Vorliegender Text:
§ §

Wenn morgens die Sonne aufgeht, bewegen sich die Schwefelfresser nach unten und die Cyanobakterien steigen an die Oberfläche der Matte. »Jetzt können sie anfangen, Fotosynthese zu betreiben und Sauerstoff zu produzieren«, erklärt Klatt. »Allerdings dauert es ein paar Stunden, bis sie richtig loslegen. Die Cyanobakterien sind wohl eher Langschläfer als Frühaufsteher.« Daher haben sie auch nur wenige Stunden am Tag Zeit für die Fotosynthese. Als Brian Arbic, physikalischer Ozeanograph an der Universität Michigan, von diesem täglichen mikrobiellen Tanz hörte, warf er eine spannende Frage auf: »Könnte es sein, dass die Veränderung der Tageslänge die Photosynthese im Laufe der Erdgeschichte beeinflusst hat?«

Die Tage auf der Erde waren nicht immer 24 Stunden lang. »Als das Erde-Mond-System entstand, waren die Tage viel kürzer, vielleicht sogar nur sechs Stunden«, so Arbic. Dann drehte sich die Erde zusehends langsamer, verursacht durch die Anziehungskraft des Mondes und die bremsende Wirkung der Gezeiten. Die Tage wurden länger. Einige Forscher vermuten zudem, dass diese Entschleunigung der Erde für etwa eine Milliarde Jahre unterbrochen war, zeitgleich mit einer langen Periode niedriger Sauerstoffwerte. Nach dieser Unterbrechung, als sich die Erdrotation vor etwa 600 Millionen Jahren wiederum zu verlangsamen begann, kam es zu einer weiteren großen Veränderung in der globalen Sauerstoffkonzentration.

§ §

Aufgaben:
**a)** Nenne alle Zeitspannen, die im Text über Tageslänge und Sauerstoff mit einer Zahl angegeben sind.
**b)** Ersetze im Text über Tageslänge und Sauerstoff „Gezeiten“ durch „Tiden“. Gib dazu den Abschnitt wieder, der mit den Wörtern „Die Tage auf“ beginnt und mit „der globalen Sauerstoffkonzentration.“ endet.
**c)** Führe den Text über Tageslänge und Sauerstoff nach seinem letzten Satz weiter.
Die Einträge stammen aus einer anderen Quelle als der Text.

Gespeicherte Einträge
§ §

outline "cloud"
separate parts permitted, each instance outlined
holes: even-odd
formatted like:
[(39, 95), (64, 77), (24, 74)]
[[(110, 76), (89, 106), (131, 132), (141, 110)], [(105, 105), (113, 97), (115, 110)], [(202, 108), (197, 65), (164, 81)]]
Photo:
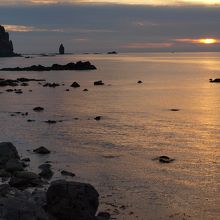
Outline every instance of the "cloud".
[(172, 43), (128, 43), (121, 48), (127, 49), (158, 49), (158, 48), (170, 48)]

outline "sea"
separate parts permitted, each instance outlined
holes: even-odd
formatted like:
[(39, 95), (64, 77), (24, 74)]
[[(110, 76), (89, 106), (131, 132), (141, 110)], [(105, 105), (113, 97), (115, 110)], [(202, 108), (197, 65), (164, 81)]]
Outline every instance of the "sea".
[[(0, 87), (0, 142), (12, 142), (35, 172), (50, 161), (51, 181), (67, 170), (76, 175), (68, 180), (92, 184), (99, 211), (112, 219), (219, 220), (220, 83), (209, 79), (220, 78), (220, 53), (33, 55), (0, 58), (0, 68), (79, 60), (97, 70), (0, 72), (60, 83), (30, 82), (17, 87), (23, 94)], [(70, 87), (74, 81), (79, 88)], [(51, 154), (33, 153), (39, 146)], [(160, 156), (175, 160), (160, 163)]]

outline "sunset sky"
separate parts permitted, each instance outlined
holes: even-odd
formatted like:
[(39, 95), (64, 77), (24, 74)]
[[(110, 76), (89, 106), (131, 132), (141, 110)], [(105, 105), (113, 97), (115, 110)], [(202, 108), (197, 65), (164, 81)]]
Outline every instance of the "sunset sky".
[(21, 53), (220, 51), (220, 0), (1, 0), (0, 22)]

§ §

Lösungen:
**a)** 24 Stunden; sechs Stunden; etwa eine Milliarde Jahre; etwa 600 Millionen Jahre

**b)**
Die Tage auf der Erde waren nicht immer 24 Stunden lang. »Als das Erde-Mond-System entstand, waren die Tage viel kürzer, vielleicht sogar nur sechs Stunden«, so Arbic. Dann drehte sich die Erde zusehends langsamer, verursacht durch die Anziehungskraft des Mondes und die bremsende Wirkung der Tiden. Die Tage wurden länger. Einige Forscher vermuten zudem, dass diese Entschleunigung der Erde für etwa eine Milliarde Jahre unterbrochen war, zeitgleich mit einer langen Periode niedriger Sauerstoffwerte. Nach dieser Unterbrechung, als sich die Erdrotation vor etwa 600 Millionen Jahren wiederum zu verlangsamen begann, kam es zu einer weiteren großen Veränderung in der globalen Sauerstoffkonzentration.

**c)**
Als Klatt diese verblüffende Ähnlichkeit im Muster des Sauerstoffgehalts und der Drehung der Erde in geologischen Zeiträumen bemerkte, kam ihr die Idee von einer Verbindung zwischen den beiden – eine Verbindung, die über die »Langschläfer«-Verzögerung der Fotosynthese im Middle Island Sinkhole hinausging. »Mir wurde klar, dass die Tageslänge und die Produktion von Sauerstoff in mikrobiellen Matten durch ein sehr grundlegendes und fundamentales Konzept miteinander verbunden sind: Sind die Tage kürzer, bleibt weniger Zeit, in der sich ein Gradient (ein Konzentrationsgefälle des Sauerstoffs) bilden kann. Dadurch kann auch weniger Sauerstoff aus den Matten entweichen«, so Klatts Hypothese.

Klatt tat sich mit Arjun Chennu zusammen, der damals ebenfalls am Max-Planck-Institut für marine Mikrobiologie arbeitete und heute seine eigene Gruppe am Leibniz-Zentrum für Marine Tropenforschung in Bremen leitet. Chennu entwickelte eigens für diese Studie eine Open-Source-Software. Mit deren Hilfe untersuchten sie, wie die Dynamik des Sonnenlichts mit der Freisetzung von Sauerstoff aus den Matten zusammenhängt. »Intuitiv würde man meinen, dass zwei Zwölf-Stunden-Tage so ähnlich wie ein 24-Stunden-Tag sind. Die Sonne geht doppelt so schnell auf und unter, und die Sauerstoffproduktion folgt im Gleichschritt. Tatsächlich tritt aus den Bakterienmatten aber weniger Sauerstoff aus, weil seine Freisetzung durch die Geschwindigkeit der molekularen Diffusion begrenzt ist. Diese subtile Entkopplung der Sauerstofffreisetzung vom Sonnenlicht ist das Herzstück des nun präsentierten Mechanismus«, sagt Chennu.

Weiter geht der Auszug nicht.